● Extract:

==============================

The three hazards are easier to remember if you add "We should" before each acronym: For example: RAW should read as "We should RAW(Read After Write). If not, there will be a hazard."
[edit] RAW - Read After Write
A RAW Data Hazard refers to a situation where we refer to a result that has not yet been calculated, for example:
i1. R2 <- R1 + R3
i2. R4 <- R2 + R3
The 1st instruction is calculating a value to be saved in register 2, and the second is going to use this value to compute a result for register 4. However, in a pipeline, when we fetch the operands for the 2nd operation, the results from the 1st will not yet have been saved, and hence we have a data dependency.
We say that there is a data dependency with instruction 2, as it is dependent on the completion of instruction 1
[edit] WAR - Write After Read
A WAR Data Hazard represents a problem with concurrent execution, for example:
i1. r1 <- r2 + r3
i2. r3 <- r4 x r5
If we are in a situation that there is a chance that i2 may be completed before i1 (i.e. with concurrent execution) we must ensure that we do not store the result of register 3 before i1 has had a chance to fetch the operands.
[edit] WAW - Write After Write
A WAW Data Hazard is another situation which may occur in a Concurrent execution environment, for example:
i1. r2 <- r1 + r3
i2. r2 <- r4 x r7
We must delay the WB (Write Back) of i2 until the execution of i1
[edit] Structural hazards
A structural hazard occurs when a part of the processor's hardware is needed by two or more instructions at the same time. A structural hazard might occur, for instance, if a program were to execute a branch instruction followed by a computation instruction. Because they are executed in parallel, and because branching is typically slow (requiring a comparison, program counter-related computation, and writing to registers), it is quite possible (depending on architecture) that the computation instruction and the branch instruction will both require the ALU (arithmetic logic unit) at the same time.
[edit] Branch (control) hazards
Branching hazards (also known as control hazards) occur when the processor is told to branch - i.e., if a certain condition is true, then jump from one part of the instruction stream to another - not necessarily to the next instruction sequentially. In such a case, the processor cannot tell in advance whether it should process the next instruction (when it may instead have to move to a distant instruction).

==============================

● Problem statement:
Reproduce the passage on pipeline hazards word for word, starting at "[edit] RAW - Read" and ending at "a data dependency.". The entries that follow bear no relation to the passage on pipeline hazards.

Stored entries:
==============================

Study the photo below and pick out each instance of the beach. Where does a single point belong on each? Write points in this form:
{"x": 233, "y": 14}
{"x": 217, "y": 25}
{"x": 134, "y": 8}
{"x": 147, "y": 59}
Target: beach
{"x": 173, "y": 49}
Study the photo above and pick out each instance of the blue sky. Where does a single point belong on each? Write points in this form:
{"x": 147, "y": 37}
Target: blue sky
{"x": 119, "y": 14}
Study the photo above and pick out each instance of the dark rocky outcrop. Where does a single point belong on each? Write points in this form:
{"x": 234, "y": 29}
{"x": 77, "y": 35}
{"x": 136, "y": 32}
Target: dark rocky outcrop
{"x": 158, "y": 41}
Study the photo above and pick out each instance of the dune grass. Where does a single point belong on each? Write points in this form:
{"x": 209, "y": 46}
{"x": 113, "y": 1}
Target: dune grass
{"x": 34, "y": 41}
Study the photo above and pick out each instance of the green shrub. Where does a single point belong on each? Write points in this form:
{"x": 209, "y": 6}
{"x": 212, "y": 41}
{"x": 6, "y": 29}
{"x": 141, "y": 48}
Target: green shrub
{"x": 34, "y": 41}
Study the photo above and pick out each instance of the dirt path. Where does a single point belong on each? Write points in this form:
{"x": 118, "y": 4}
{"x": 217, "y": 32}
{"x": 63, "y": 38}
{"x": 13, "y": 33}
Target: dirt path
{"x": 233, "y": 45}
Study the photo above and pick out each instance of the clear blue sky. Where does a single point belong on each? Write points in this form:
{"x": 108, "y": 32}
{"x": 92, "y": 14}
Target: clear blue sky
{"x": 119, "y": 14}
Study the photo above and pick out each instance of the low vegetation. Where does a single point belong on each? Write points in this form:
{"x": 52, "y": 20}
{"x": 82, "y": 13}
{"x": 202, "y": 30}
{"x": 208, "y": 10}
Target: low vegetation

==============================

● Written solution:
[edit] RAW - Read After Write
A RAW Data Hazard refers to a situation where we refer to a result that has not yet been calculated, for example:
i1. R2 <- R1 + R3
i2. R4 <- R2 + R3
The 1st instruction is calculating a value to be saved in register 2, and the second is going to use this value to compute a result for register 4. However, in a pipeline, when we fetch the operands for the 2nd operation, the results from the 1st will not yet have been saved, and hence we have a data dependency.